◆ Data for this exercise:
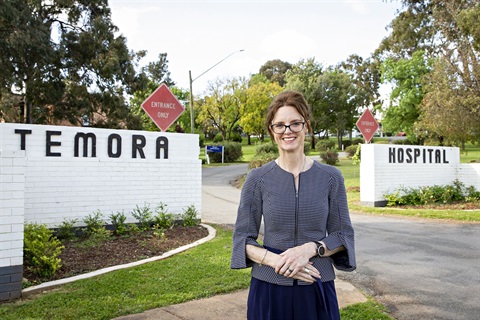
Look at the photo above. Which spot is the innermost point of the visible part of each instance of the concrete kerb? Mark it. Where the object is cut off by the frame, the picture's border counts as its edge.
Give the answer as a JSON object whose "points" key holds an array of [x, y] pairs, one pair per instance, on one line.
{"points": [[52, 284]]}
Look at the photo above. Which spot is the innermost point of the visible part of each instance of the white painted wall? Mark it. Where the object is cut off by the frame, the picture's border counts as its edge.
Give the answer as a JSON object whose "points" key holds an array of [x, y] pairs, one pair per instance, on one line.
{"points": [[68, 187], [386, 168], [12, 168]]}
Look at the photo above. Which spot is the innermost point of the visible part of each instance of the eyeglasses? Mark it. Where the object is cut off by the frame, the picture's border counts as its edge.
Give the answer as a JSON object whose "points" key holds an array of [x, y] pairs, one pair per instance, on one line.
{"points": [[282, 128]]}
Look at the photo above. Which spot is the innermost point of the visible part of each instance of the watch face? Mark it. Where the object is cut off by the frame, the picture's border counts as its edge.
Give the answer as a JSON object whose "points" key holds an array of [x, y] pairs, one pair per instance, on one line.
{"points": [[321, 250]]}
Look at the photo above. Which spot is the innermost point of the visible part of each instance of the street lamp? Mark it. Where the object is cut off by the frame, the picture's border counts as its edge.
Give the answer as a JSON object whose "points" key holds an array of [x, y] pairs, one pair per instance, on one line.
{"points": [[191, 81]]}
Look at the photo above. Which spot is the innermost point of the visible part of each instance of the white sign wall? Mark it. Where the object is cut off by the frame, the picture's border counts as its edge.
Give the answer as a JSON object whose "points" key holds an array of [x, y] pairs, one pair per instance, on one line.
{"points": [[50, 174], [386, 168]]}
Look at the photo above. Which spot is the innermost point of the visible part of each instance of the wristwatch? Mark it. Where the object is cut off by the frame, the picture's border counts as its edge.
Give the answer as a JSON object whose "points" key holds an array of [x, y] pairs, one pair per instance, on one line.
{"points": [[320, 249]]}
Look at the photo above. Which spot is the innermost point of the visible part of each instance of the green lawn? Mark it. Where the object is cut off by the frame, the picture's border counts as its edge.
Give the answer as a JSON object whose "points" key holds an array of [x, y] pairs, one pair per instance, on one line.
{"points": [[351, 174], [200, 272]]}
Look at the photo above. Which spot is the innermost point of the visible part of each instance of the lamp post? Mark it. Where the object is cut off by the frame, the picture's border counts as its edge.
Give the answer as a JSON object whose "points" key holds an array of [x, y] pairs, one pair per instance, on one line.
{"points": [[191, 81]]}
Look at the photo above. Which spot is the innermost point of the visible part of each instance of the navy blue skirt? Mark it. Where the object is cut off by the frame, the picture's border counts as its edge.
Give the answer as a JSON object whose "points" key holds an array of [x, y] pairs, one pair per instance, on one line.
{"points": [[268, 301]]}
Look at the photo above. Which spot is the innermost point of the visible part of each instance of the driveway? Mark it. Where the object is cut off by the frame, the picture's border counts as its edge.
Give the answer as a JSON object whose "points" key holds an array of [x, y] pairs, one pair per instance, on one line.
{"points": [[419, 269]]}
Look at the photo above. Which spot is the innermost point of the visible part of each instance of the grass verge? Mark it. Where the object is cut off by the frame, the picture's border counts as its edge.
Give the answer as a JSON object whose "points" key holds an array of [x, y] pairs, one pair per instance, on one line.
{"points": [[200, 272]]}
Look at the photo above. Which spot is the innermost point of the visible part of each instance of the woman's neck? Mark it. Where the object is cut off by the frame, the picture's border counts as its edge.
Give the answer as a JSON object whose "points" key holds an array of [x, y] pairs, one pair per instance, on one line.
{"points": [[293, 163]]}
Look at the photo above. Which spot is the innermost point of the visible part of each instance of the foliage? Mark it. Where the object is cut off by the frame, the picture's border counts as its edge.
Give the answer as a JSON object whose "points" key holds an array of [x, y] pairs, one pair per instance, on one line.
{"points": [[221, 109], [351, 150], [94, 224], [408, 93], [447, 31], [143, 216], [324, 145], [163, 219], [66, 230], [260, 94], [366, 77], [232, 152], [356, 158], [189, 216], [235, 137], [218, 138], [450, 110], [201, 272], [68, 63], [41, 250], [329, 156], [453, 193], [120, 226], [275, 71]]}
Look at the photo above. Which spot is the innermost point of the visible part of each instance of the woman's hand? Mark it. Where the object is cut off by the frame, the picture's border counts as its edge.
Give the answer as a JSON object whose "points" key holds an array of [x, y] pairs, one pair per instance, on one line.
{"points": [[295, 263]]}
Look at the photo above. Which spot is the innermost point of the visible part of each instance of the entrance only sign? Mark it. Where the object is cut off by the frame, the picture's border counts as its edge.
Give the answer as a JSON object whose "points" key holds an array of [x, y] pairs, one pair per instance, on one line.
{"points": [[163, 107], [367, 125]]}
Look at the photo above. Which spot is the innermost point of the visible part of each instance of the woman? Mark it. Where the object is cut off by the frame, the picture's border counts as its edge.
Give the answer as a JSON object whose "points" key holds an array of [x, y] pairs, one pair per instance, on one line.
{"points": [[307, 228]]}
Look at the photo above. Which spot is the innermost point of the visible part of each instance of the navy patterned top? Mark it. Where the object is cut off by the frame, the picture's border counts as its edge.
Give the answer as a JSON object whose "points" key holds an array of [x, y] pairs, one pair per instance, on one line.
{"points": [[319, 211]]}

...

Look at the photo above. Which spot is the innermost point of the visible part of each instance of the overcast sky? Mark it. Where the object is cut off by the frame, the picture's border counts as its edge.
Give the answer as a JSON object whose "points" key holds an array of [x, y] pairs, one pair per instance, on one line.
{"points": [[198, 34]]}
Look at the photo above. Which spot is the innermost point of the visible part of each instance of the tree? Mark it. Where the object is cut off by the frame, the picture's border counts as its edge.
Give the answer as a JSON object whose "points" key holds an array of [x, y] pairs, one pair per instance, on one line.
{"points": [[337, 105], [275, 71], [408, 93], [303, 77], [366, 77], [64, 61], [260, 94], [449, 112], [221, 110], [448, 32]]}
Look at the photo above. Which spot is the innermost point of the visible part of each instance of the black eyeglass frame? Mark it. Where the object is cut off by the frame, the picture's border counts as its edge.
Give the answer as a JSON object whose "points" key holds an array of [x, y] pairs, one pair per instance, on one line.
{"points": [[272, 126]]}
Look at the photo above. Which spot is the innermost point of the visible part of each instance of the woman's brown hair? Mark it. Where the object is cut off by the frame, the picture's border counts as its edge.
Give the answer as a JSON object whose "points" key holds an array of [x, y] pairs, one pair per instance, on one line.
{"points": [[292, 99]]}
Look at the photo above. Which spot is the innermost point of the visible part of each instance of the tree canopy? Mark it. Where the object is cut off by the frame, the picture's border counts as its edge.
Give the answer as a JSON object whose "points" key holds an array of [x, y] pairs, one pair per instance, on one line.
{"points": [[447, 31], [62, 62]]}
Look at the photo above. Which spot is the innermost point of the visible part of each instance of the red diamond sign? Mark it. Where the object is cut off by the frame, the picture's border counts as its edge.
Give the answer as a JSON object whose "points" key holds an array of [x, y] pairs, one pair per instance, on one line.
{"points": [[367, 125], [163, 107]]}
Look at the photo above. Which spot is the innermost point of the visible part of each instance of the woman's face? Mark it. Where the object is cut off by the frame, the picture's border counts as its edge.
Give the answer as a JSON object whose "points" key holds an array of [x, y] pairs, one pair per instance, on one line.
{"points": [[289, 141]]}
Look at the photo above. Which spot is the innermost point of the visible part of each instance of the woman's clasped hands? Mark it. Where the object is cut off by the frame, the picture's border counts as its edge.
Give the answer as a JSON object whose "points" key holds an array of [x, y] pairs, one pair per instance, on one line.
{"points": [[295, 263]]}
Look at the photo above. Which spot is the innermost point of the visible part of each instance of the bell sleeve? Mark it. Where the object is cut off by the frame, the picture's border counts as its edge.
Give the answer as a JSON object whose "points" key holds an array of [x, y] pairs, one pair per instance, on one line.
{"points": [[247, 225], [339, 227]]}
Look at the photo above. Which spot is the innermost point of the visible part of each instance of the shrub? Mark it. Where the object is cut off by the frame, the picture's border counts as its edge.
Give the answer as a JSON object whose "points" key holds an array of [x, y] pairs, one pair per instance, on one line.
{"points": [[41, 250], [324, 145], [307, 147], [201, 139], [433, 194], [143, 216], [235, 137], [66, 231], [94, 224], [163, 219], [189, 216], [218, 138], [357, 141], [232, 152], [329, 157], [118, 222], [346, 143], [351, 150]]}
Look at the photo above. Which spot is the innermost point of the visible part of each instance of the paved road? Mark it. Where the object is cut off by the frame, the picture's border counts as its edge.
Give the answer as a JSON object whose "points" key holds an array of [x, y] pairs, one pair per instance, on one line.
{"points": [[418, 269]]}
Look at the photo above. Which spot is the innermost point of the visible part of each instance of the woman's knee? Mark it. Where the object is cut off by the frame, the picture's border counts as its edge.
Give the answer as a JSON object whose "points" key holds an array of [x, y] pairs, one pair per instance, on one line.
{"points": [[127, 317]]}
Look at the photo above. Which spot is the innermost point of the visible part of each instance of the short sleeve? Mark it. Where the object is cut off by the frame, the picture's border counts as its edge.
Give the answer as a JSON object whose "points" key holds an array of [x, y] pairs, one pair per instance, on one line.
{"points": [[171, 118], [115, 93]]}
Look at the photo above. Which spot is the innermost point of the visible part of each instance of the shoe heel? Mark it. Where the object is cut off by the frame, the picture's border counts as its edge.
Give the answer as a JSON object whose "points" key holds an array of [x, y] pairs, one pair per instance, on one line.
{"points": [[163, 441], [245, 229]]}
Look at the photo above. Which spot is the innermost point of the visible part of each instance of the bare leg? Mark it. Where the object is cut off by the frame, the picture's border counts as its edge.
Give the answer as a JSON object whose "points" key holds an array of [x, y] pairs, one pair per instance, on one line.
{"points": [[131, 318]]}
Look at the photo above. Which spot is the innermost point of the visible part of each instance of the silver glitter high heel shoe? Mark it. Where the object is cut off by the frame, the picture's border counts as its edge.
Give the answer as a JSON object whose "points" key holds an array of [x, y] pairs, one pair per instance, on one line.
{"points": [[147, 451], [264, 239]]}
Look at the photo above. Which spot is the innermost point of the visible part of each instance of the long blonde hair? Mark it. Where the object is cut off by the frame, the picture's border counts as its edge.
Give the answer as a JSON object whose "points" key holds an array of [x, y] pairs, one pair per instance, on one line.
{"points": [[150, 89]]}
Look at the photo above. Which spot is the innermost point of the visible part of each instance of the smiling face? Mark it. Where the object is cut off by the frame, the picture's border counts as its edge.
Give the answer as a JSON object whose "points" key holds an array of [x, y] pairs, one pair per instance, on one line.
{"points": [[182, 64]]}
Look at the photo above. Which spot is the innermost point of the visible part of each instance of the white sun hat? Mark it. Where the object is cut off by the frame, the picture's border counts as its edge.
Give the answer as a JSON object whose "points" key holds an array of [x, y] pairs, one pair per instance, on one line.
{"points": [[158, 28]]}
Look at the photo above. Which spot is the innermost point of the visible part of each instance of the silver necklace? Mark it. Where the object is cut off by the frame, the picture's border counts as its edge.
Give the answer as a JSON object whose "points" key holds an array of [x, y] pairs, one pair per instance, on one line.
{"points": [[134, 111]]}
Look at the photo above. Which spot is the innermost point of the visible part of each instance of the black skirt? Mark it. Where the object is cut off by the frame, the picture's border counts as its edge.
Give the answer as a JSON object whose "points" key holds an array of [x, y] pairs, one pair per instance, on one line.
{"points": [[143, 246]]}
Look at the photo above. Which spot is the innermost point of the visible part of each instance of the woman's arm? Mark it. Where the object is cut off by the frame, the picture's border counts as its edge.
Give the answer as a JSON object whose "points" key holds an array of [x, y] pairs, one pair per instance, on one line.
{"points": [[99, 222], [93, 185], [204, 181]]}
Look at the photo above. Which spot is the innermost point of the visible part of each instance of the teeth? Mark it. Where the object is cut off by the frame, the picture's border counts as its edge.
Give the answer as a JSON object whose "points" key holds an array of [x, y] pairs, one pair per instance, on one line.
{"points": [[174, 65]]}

* * *

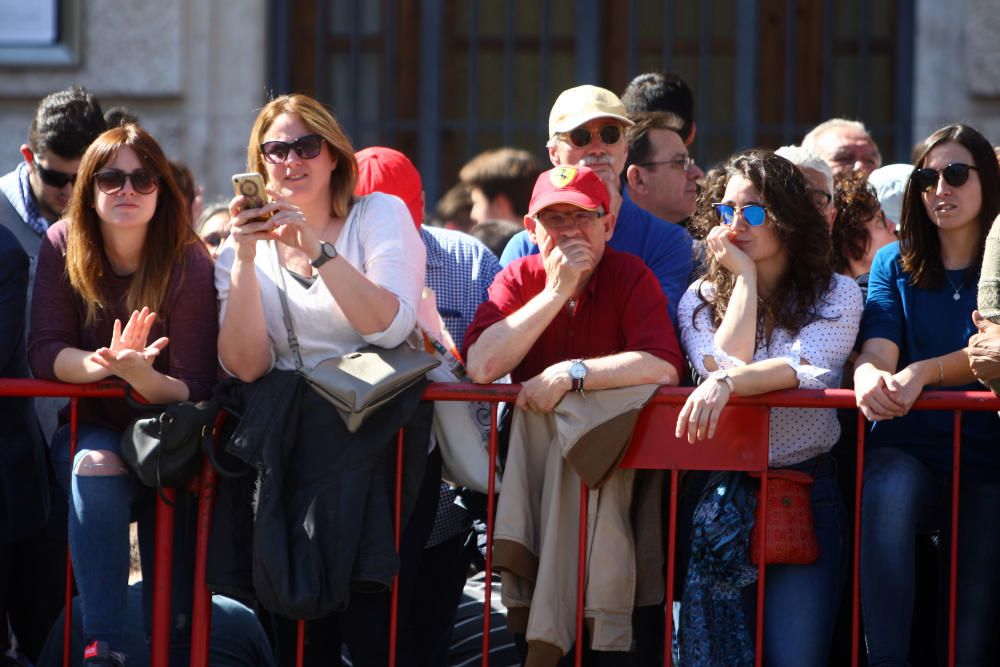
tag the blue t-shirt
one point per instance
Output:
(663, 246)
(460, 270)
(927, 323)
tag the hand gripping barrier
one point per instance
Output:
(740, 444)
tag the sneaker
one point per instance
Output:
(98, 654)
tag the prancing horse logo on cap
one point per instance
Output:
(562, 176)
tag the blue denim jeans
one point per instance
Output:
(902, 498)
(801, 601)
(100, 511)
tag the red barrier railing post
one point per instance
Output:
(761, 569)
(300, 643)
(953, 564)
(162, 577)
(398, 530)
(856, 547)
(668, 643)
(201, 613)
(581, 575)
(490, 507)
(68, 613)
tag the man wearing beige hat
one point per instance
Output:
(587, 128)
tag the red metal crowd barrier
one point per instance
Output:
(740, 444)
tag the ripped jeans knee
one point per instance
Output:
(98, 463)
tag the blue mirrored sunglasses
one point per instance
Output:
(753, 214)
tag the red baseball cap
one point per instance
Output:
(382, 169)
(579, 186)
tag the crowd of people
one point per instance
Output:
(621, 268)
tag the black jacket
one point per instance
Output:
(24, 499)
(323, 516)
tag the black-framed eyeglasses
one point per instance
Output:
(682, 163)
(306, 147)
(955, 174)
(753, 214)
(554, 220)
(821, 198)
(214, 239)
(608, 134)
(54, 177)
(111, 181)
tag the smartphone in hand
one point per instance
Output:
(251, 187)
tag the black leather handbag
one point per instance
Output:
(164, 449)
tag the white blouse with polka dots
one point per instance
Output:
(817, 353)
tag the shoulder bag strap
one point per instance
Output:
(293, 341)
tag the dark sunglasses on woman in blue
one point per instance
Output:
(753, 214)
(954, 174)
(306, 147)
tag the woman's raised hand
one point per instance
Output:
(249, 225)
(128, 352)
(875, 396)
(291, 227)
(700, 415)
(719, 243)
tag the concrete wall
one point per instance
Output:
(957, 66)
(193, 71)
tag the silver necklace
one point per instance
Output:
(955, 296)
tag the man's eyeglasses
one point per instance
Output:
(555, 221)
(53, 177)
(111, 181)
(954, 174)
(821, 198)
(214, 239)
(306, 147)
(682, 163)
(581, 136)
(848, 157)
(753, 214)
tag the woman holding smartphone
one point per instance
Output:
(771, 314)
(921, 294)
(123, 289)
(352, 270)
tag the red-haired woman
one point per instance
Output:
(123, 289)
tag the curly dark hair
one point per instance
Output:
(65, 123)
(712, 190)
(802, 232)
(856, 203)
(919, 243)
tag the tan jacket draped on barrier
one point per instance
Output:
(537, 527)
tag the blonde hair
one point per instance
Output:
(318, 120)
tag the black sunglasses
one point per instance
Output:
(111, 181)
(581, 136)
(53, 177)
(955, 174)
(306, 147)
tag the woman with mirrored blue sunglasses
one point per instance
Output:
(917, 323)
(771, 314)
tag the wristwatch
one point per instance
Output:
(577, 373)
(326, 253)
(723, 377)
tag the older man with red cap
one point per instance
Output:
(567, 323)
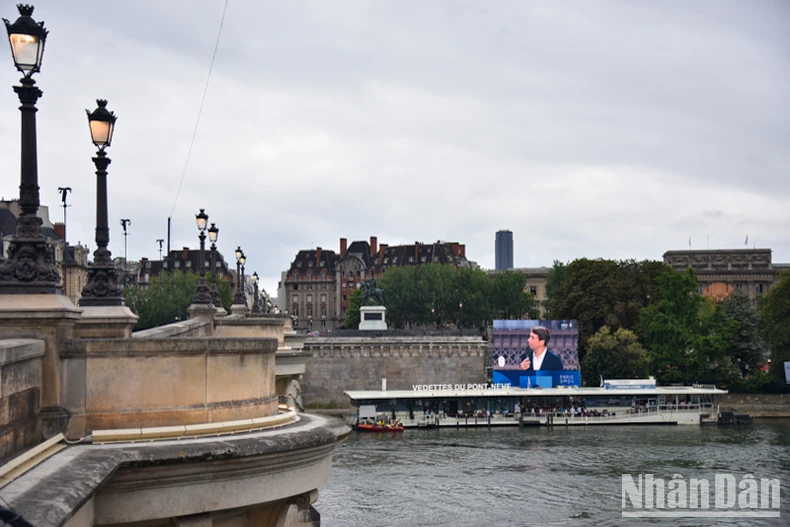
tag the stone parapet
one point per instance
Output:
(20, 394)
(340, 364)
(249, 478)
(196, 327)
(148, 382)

◆ To do: Your answer must be a single number: how many lines of the records contain the word "black".

◆ Written answer: 6